**Recorded information:**
>> BEGIN

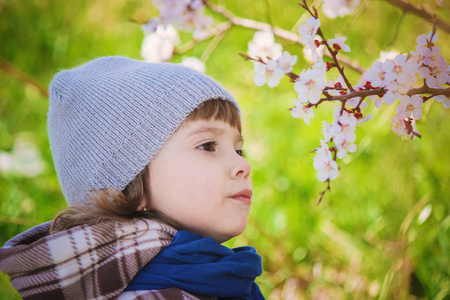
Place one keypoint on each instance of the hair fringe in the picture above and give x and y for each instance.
(108, 204)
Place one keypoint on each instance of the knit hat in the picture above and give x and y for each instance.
(109, 117)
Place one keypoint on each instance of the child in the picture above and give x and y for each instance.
(149, 157)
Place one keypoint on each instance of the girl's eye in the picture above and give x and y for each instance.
(209, 147)
(240, 152)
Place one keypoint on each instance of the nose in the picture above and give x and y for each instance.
(241, 168)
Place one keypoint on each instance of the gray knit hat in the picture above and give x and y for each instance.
(109, 117)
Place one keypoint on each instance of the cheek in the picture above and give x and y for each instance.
(180, 183)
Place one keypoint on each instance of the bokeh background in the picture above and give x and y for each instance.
(382, 233)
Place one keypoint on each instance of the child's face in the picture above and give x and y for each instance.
(200, 180)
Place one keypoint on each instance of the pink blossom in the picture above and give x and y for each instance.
(445, 100)
(158, 46)
(432, 55)
(308, 30)
(339, 42)
(310, 85)
(302, 111)
(194, 63)
(423, 39)
(343, 146)
(404, 69)
(286, 62)
(410, 107)
(268, 72)
(186, 15)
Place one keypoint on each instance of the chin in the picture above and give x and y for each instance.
(230, 234)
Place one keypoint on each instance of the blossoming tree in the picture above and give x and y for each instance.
(406, 80)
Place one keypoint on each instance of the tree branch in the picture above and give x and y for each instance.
(290, 36)
(427, 90)
(420, 12)
(22, 77)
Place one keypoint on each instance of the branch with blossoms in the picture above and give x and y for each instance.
(407, 80)
(390, 81)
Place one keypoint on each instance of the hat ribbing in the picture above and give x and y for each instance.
(109, 117)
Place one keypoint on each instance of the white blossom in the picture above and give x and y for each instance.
(435, 73)
(410, 107)
(381, 73)
(398, 125)
(158, 46)
(445, 100)
(339, 41)
(269, 72)
(308, 30)
(302, 111)
(338, 8)
(343, 145)
(286, 62)
(194, 63)
(327, 168)
(24, 160)
(186, 15)
(312, 53)
(263, 45)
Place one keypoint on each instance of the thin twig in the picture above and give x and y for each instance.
(420, 12)
(328, 188)
(218, 30)
(427, 90)
(290, 36)
(19, 221)
(397, 27)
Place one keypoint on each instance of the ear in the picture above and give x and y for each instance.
(142, 206)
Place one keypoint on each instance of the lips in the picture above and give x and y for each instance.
(244, 196)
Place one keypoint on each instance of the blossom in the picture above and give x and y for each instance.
(404, 69)
(327, 168)
(444, 99)
(185, 15)
(194, 63)
(338, 43)
(380, 74)
(388, 55)
(308, 30)
(422, 40)
(312, 53)
(158, 46)
(398, 125)
(309, 86)
(24, 160)
(404, 126)
(302, 111)
(269, 72)
(286, 62)
(343, 145)
(338, 8)
(263, 45)
(410, 107)
(435, 73)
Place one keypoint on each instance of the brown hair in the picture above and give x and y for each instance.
(111, 205)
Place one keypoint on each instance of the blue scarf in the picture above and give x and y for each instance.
(202, 266)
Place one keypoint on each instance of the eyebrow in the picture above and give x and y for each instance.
(214, 130)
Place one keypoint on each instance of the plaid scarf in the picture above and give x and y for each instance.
(85, 262)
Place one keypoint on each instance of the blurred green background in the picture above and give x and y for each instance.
(382, 233)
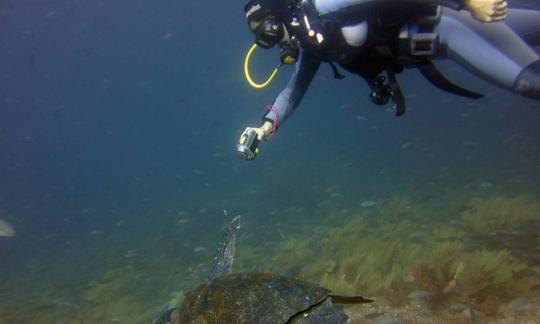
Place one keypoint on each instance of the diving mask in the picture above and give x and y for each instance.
(269, 32)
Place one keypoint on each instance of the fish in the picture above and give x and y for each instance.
(6, 230)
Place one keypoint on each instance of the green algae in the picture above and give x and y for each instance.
(388, 256)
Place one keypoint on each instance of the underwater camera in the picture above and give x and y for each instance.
(248, 148)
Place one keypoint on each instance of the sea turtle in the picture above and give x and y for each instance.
(255, 297)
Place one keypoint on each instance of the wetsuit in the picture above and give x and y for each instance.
(498, 52)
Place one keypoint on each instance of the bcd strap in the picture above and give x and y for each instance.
(433, 75)
(337, 75)
(397, 96)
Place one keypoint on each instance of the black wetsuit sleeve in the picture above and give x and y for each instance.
(287, 101)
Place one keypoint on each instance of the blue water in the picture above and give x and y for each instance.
(120, 118)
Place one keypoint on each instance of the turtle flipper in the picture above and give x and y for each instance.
(223, 260)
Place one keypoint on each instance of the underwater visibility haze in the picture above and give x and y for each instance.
(118, 172)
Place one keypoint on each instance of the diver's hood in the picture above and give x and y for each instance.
(257, 10)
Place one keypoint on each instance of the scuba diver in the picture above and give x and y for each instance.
(377, 39)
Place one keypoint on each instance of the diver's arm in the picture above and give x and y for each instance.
(287, 101)
(482, 10)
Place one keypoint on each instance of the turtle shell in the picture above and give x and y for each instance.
(259, 298)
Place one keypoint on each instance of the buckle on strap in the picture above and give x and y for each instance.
(422, 44)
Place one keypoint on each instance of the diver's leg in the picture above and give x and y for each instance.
(526, 23)
(491, 50)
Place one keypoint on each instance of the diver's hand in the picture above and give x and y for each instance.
(487, 10)
(262, 132)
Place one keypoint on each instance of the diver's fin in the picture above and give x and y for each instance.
(223, 260)
(430, 72)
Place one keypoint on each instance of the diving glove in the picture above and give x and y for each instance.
(248, 144)
(487, 10)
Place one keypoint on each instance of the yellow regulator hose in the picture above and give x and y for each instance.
(248, 77)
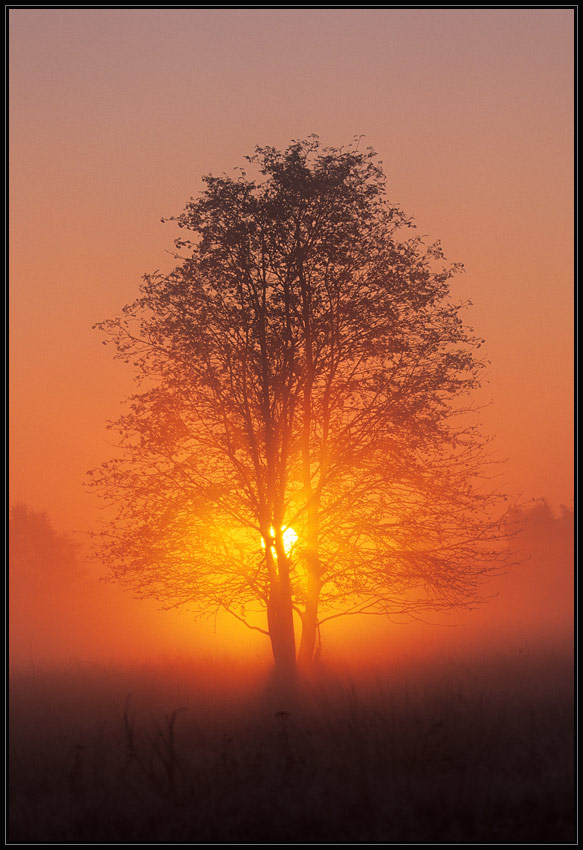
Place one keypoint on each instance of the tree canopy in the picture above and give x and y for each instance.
(302, 367)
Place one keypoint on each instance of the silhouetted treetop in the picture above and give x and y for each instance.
(305, 368)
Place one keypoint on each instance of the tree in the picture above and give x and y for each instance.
(41, 561)
(300, 438)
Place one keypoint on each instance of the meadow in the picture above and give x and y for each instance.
(470, 751)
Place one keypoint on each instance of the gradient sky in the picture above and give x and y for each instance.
(115, 114)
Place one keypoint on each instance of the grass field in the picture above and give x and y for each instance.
(456, 752)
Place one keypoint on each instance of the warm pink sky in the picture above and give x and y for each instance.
(115, 114)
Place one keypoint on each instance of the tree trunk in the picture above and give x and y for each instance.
(307, 650)
(281, 632)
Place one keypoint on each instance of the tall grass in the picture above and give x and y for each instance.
(455, 754)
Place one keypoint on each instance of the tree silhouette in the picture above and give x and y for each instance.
(41, 561)
(300, 440)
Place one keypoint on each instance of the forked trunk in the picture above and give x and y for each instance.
(308, 643)
(281, 633)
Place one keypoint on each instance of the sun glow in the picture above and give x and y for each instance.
(289, 539)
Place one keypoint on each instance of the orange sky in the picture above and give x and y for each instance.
(115, 114)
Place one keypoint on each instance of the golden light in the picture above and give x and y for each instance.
(289, 539)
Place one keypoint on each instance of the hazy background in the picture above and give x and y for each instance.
(114, 116)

>> END

Revise the rows from the line containing "Place one keypoint on each instance of the golden" through the last row, both ends included, by replacing "hazy background" with "misty backdrop" and leaving everything else as it is. Return only those lines.

Place one keypoint on each instance of the golden light in the picture above and give x and y for each instance.
(289, 539)
Place one keypoint on each instance of the misty backdrop in the picture above and give x and y for each instance.
(114, 116)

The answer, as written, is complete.